> **WRITTEN PROBLEM 1**
Gather every line from the entries below that contains the word "marker", and copy each such line in full.

..............................

Friday 30 September 2016

James Massie builder of the Alma Block

On the morning of December 15, 1867, we may imagine the scene as James Massie looked over the charred remains of the Alma Block on Upper Wyndham Street. The blaze began as a dropped match ignited the oil-soaked floor of Mulholland's hardware store. Flames spread quickly to Massie's grocery, crockery, and liquor stores in the same building. The fire destroyed a total of $150,000 worth of stock and structure (Promoli 1988, p. 9). Like William Dyson when the Suffolk House Hotel had burned down, Massie faced the question: Should he rebuild?

The answer was "yes." Massie had become a successful and prominent businessman in the Royal City, much interested and involved in its continuing development. Rather than move shop, or even leave town, Massie decided right away to replace the old building with a smart new one in the latest style. Architect James Smith, Toronto, was hired to design the structure, local contractors Kennedy & Pike were hired to do the masonry, Mr. James Barclay the carpentry, and Messrs Hamilton & Sons, Toronto, the iron work (Mercury, 8 Apr 1868).

The result, Gordon Couling notes (Couling 1996, p. 19), is "one of the most attractive examples of commercial architecture in Ontario from the 1860 decade." It is late Italianate in style, with masonry cut from local limestone. It is distinguished by a dentilated cornice featuring an elaborate parapet, carved stone window heads (still remaining on the second and third floors), tooled sill courses, and rusticated pilasters. The front windows on the ground floor were an impressive twelve feet high and glazed with thick pane glass.

That Massie was proud of his new establishment is confirmed by a professional drawing that he had made of it by the Ralph Smith Co. of Toronto. This picture is found at the top of an invoice issued by Massie, Paterson & Co. on 6 Dec. 1875.


The drawing focuses on the fine facade of the building and somewhat exaggerates its size by imaginatively placing a large group of diminutive men, horses, and wagons engaged in a whirlwind of business in front of it. The drawing also very clearly identifies the occupants of the building as James Massie; J.A. Wood; Massie, Paterson & Co.; and Henry Clearihue & Co.

..............................

> **WRITTEN PROBLEM 2**
Write out, word for word, the part of the Alma Block history above starting with "The result, Gordon" and going on through "6 Dec. 1875.".

> **DATASET EXCERPTS**
..............................

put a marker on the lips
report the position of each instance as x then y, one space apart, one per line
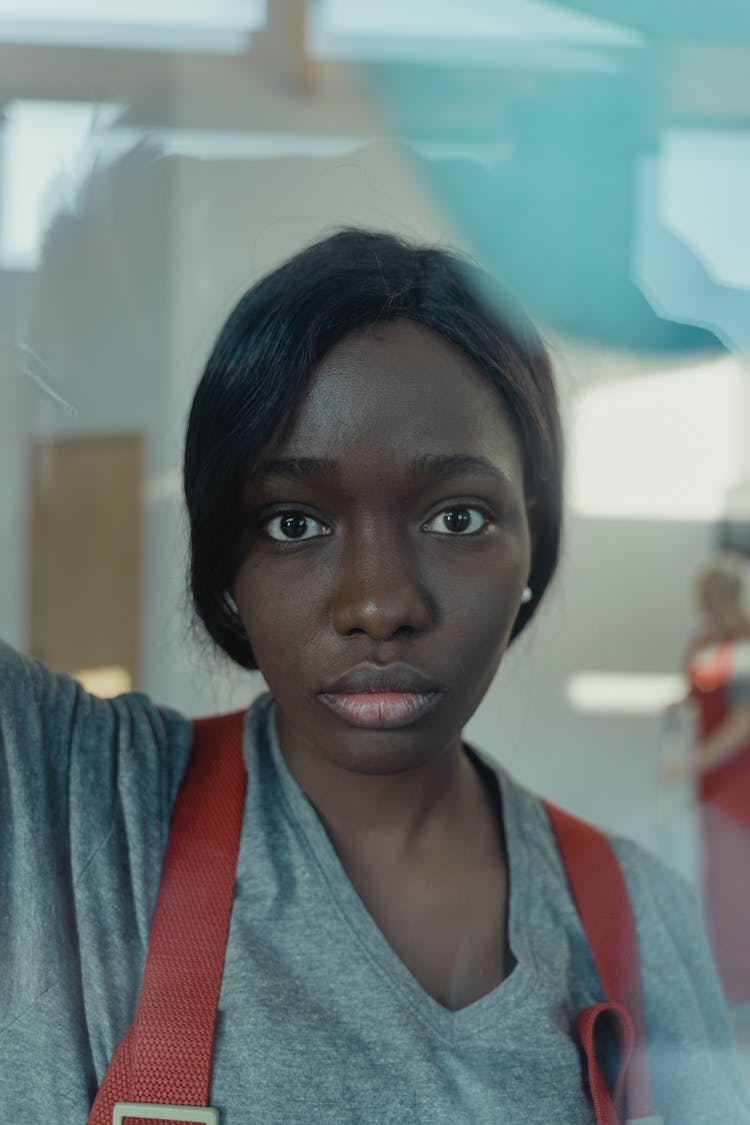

..............................

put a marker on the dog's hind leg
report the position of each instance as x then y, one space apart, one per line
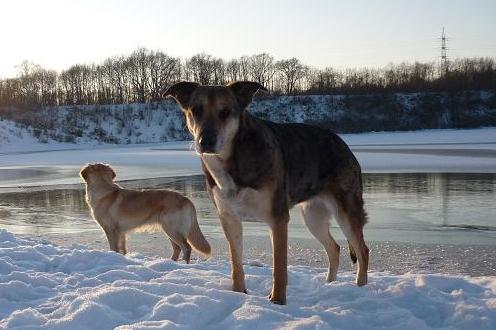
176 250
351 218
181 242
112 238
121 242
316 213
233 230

..............................

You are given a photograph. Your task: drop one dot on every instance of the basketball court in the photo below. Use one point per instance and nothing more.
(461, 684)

..............................

> **FINAL RESULT 1**
put a marker on the lips
put a marker on the dog's hind leg

> **FINAL RESULT 2**
The result, Gordon Couling notes (Couling 1996, p. 19), is "one of the most attractive examples of commercial architecture in Ontario from the 1860 decade." It is late Italianate in style, with masonry cut from local limestone. It is distinguished by a dentilated cornice featuring an elaborate parapet, carved stone window heads (still remaining on the second and third floors), tooled sill courses, and rusticated pilasters. The front windows on the ground floor were an impressive twelve feet high and glazed with thick pane glass.

That Massie was proud of his new establishment is confirmed by a professional drawing that he had made of it by the Ralph Smith Co. of Toronto. This picture is found at the top of an invoice issued by Massie, Paterson & Co. on 6 Dec. 1875.